§ **Exercise**: Repeat, exactly and completely, the entries shown underneath.

§ **Dataset**:
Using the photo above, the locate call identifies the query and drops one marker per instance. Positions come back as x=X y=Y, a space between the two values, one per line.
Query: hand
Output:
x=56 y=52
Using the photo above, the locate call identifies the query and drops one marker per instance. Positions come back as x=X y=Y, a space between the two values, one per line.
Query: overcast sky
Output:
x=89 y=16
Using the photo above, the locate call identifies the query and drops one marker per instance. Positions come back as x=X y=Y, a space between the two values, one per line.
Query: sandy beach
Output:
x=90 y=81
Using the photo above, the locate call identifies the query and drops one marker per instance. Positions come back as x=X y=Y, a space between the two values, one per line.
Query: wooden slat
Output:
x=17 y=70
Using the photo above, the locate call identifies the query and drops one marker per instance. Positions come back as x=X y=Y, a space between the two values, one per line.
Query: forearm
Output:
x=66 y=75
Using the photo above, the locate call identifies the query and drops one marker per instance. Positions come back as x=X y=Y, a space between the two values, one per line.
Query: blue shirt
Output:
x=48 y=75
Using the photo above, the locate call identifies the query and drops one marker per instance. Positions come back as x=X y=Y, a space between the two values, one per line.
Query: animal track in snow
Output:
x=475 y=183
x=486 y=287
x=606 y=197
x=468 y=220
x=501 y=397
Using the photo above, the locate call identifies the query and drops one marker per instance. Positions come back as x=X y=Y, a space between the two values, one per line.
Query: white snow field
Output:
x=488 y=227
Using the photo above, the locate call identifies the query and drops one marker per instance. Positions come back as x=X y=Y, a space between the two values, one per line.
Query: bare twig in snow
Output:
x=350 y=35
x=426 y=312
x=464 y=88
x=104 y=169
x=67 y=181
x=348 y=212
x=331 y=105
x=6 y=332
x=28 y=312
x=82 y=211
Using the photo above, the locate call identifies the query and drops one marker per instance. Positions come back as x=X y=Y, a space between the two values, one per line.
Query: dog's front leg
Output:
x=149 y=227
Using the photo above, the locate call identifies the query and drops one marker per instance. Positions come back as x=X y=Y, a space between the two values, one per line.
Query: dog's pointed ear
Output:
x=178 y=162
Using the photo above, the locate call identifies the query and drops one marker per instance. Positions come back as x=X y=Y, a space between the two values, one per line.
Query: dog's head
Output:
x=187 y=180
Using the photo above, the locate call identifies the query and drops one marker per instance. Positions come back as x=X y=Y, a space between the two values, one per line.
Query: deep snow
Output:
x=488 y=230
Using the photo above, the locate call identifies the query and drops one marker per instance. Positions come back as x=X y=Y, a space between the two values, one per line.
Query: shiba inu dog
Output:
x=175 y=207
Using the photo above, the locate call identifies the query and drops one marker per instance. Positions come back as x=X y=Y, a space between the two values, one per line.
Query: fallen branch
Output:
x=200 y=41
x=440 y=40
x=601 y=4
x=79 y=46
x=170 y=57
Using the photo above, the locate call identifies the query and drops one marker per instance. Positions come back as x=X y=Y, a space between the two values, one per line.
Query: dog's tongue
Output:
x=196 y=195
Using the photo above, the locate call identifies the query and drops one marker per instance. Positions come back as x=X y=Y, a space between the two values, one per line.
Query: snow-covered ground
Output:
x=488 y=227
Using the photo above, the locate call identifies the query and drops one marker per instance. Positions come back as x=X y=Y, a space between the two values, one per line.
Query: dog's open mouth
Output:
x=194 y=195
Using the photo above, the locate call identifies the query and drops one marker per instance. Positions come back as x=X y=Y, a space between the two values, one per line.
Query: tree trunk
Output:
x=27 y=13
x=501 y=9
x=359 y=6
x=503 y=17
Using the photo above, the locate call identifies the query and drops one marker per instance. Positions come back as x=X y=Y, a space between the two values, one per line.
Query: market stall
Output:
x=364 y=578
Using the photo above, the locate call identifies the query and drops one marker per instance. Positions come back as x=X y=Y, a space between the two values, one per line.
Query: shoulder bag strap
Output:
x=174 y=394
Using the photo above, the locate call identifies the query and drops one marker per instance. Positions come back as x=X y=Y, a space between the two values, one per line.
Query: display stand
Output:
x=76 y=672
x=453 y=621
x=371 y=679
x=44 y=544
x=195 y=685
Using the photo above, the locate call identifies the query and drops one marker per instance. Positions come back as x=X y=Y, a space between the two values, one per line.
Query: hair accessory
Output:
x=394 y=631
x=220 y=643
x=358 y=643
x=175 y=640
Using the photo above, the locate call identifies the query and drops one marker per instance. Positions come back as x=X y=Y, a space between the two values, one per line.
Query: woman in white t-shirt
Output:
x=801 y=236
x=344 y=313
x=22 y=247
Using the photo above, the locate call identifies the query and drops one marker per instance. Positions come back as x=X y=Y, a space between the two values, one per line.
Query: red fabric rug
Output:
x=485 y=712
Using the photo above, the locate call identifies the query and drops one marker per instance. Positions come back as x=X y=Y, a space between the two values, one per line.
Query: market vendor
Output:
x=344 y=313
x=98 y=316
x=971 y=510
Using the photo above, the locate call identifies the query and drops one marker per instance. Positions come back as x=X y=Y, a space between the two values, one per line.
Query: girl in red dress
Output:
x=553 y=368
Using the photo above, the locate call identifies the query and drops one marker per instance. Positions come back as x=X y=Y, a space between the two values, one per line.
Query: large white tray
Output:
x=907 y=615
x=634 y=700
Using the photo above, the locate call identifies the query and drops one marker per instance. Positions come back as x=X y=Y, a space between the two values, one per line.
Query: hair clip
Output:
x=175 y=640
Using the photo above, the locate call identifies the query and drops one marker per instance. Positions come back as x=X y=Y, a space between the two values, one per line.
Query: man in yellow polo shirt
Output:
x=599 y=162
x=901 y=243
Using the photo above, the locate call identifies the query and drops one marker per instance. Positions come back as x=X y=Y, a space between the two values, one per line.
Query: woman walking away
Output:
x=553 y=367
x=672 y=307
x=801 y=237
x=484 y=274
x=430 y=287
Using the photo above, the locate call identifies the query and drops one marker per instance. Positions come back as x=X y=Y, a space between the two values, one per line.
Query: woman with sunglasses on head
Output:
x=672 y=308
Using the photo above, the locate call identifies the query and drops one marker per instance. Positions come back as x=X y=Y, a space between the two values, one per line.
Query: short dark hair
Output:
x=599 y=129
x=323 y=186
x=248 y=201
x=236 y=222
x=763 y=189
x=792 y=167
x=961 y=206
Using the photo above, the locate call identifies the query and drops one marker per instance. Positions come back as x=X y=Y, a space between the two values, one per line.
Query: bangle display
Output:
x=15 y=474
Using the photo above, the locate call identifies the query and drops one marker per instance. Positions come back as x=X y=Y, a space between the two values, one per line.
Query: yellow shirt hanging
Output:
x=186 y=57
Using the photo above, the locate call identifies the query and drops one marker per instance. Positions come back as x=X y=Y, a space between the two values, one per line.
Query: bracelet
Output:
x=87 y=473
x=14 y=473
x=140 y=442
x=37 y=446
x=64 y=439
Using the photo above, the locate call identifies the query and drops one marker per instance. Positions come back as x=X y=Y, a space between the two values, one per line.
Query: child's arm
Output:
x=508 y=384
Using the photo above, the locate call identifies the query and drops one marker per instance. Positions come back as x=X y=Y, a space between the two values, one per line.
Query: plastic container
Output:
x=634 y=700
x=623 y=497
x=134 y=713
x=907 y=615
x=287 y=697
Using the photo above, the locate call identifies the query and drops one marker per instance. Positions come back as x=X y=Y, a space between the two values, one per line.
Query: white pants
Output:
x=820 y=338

§ **Task answer**:
Using the photo above, the locate call identifies the query and drops one marker per instance. Positions come back as x=X y=Y, a space between the two values, one per line.
Query: hand
Output:
x=56 y=52
Using the photo above, the locate call identifies the query and drops one marker per instance. Positions come back as x=X y=Y, a space between the two values, one per line.
Query: overcast sky
Output:
x=89 y=16
Using the photo above, the locate call identifies the query and drops one marker per instance. Positions come back as x=X y=Y, a space between the two values, one per line.
Query: sandy beach
Output:
x=90 y=81
Using the photo above, the locate call identifies the query and drops one marker per instance. Positions come back as x=X y=Y, a space between the two values, one per line.
Query: wooden slat
Output:
x=17 y=70
Using the photo above, the locate call identifies the query and drops one marker per instance. Positions come back as x=X y=Y, a space between the two values, one per line.
Query: forearm
Output:
x=66 y=75
Using the photo above, the locate call identifies the query and drops one marker per instance. Positions come back as x=X y=Y, a space between the two values, one per line.
Query: blue shirt
Output:
x=48 y=75
Using the photo above, the locate call identifies the query and drops one marker per instance. Positions come back as x=X y=Y, a space between the two values, one per line.
Query: animal track in snow
Output:
x=475 y=183
x=486 y=287
x=606 y=197
x=468 y=220
x=501 y=397
Using the photo above, the locate call identifies the query and drops one marker per instance. Positions come back as x=X y=Y, a space between the two values, one per line.
Query: white snow field
Output:
x=488 y=227
Using the photo above, the locate call identifies the query and drops one marker per instance. Positions come back as x=X y=Y, a space between the two values, one per line.
Query: bare twig in snow
Output:
x=350 y=35
x=426 y=312
x=464 y=88
x=104 y=169
x=67 y=181
x=348 y=212
x=331 y=105
x=6 y=332
x=28 y=312
x=82 y=211
Using the photo above, the locate call identifies the query and drops one marker per instance. Positions come back as x=X y=Y, a space between the two values, one per line.
Query: dog's front leg
Output:
x=149 y=227
Using the photo above, the locate call identifies the query and drops one marker per instance. Positions come back as x=X y=Y, a space between the two values, one per line.
Query: dog's pointed ear
Output:
x=178 y=162
Using the photo above, the locate call identifies the query and drops one marker per instance. Positions come back as x=X y=Y, a space between the two values, one per line.
Query: dog's head
Output:
x=187 y=180
Using the photo above, the locate call identifies the query and drops one marker per instance. Positions come back as x=X y=Y, a space between the two values, one per line.
Query: deep snow
Output:
x=488 y=230
Using the photo above, the locate call identifies the query and drops one marker per instance. Positions come back as x=X y=Y, a space between the two values, one per line.
Query: shiba inu dog
Output:
x=175 y=207
Using the photo above, the locate call identifies the query and drops one marker per instance. Positions come back as x=X y=Y, a space between the two values, one per line.
Query: fallen branch
Output:
x=200 y=41
x=440 y=40
x=601 y=4
x=79 y=46
x=170 y=57
Using the photo above, the locate call identifies the query and drops one marker per instance. Positions come back as x=X y=Y, a space between the two values, one per line.
Query: dog's tongue
Output:
x=196 y=195
Using the photo above, the locate call identifies the query and drops one marker per instance. Positions come back as x=X y=Y, a space between the two values, one per line.
Query: snow-covered ground
Output:
x=488 y=227
Using the photo above, the locate call identifies the query and drops one marker per instance. Positions come back as x=X y=Y, a space between the two values, one per line.
Query: dog's open mouth
Output:
x=194 y=195
Using the photo above, the locate call identifies the query and drops one marker per instance. Positions come back as x=X y=Y, a space between the two values, one per line.
Query: tree trunk
Output:
x=27 y=13
x=501 y=9
x=359 y=6
x=503 y=17
Using the photo above, the locate call identifies the query and drops one marker per instance. Positions come back as x=X y=Y, a space between the two values, one per line.
Query: market stall
Output:
x=364 y=578
Using the photo above, the locate call identifies the query and drops one marker per instance. Positions come back as x=X y=Y, a space between the two values, one per line.
Query: shoulder bag strap
Output:
x=174 y=394
Using the photo above, the locate call identifies the query and drops one marker per instance. Positions come back as x=X y=Y, a space between the two values, one per line.
Query: display stand
Output:
x=76 y=672
x=453 y=621
x=371 y=679
x=44 y=544
x=195 y=685
Using the photo above, the locate call identifies the query and drops one marker per instance. Positions come back as x=X y=Y, a space between the two values, one per line.
Query: hair accessory
Output:
x=394 y=631
x=220 y=643
x=358 y=643
x=175 y=640
Using the photo above, the locate call identifies the query and drops one marker per instance. Positions come back as x=X y=Y, a space between the two values, one per line.
Query: woman in white t-shirt
Output:
x=801 y=236
x=344 y=313
x=22 y=247
Using the photo above, the locate call identifies the query and drops one marker per instance. Positions come back as x=X y=Y, a space between the two values, one per line.
Query: red fabric rug
Output:
x=485 y=712
Using the photo above, the locate call identifies the query and drops one marker per instance. Positions come back as x=X y=Y, a space between the two values, one per line.
Query: market vendor
Output:
x=344 y=313
x=98 y=316
x=971 y=510
Using the photo above, the locate call identifies the query and drops one marker per instance. Positions come back as x=X y=Y, a space between the two values, one per line.
Query: girl in red dress
Output:
x=553 y=368
Using the photo above, the locate call identifies the query and drops one marker per instance. Positions come back as x=X y=Y, a space between the two values, one per line.
Query: large white tray
Output:
x=907 y=615
x=634 y=700
Using the photo above, the locate call identifies the query and drops one marker per instance. Positions come back as x=X y=Y, a space between the two values, one per line.
Query: hair clip
Output:
x=175 y=640
Using the photo above, the locate call identifies the query and drops one marker per instance. Positions come back as x=X y=Y, a space between the two values, one per line.
Query: man in yellow polo shirt
Output:
x=599 y=162
x=901 y=243
Using the photo above, the locate call identifies the query and drops one marker per instance. Positions come back as x=X y=Y, a space between the two values, one per line.
Query: woman walking away
Output:
x=553 y=367
x=672 y=307
x=801 y=237
x=484 y=274
x=430 y=287
Using the photo above, the locate call identifies the query and drops one marker per instance. Positions come back as x=X y=Y, a space between the two values, one per line.
Query: woman with sunglasses on head
Output:
x=672 y=308
Using the photo above, the locate call identifies the query and drops one marker per instance. Positions come back as x=X y=Y, a space between the two values, one per line.
Query: short dark hair
Output:
x=599 y=129
x=323 y=186
x=248 y=201
x=236 y=222
x=763 y=189
x=792 y=167
x=961 y=206
Using the photo above, the locate call identifies the query and drops one marker per instance. Positions come back as x=X y=Y, a space between the two values, one per line.
Query: bangle display
Output:
x=15 y=474
Using the photo above, the locate call identifies the query and drops one marker per instance. Positions come back as x=X y=Y, a space between the two values, one per line.
Query: yellow shirt hanging
Output:
x=186 y=57
Using the photo above, the locate call identifies the query and drops one marker per instance. Positions come back as x=X y=Y, a space between the two values, one per line.
Query: bracelet
Output:
x=87 y=473
x=14 y=473
x=140 y=442
x=37 y=446
x=64 y=439
Using the photo above, the locate call identifies the query and drops one marker per instance. Positions come back as x=X y=Y, a space between the two values, one per line.
Query: child's arm
Output:
x=508 y=384
Using the photo above, the locate call identifies the query and drops one marker per instance. Positions come back as x=X y=Y, a space between the two values, one per line.
Query: plastic container
Output:
x=634 y=700
x=623 y=497
x=134 y=713
x=907 y=615
x=287 y=697
Using the photo above, the locate call identifies the query and drops one marker per instance. Positions come back as x=X y=Y, a space between the two values, one per line.
Query: white pants
Output:
x=820 y=338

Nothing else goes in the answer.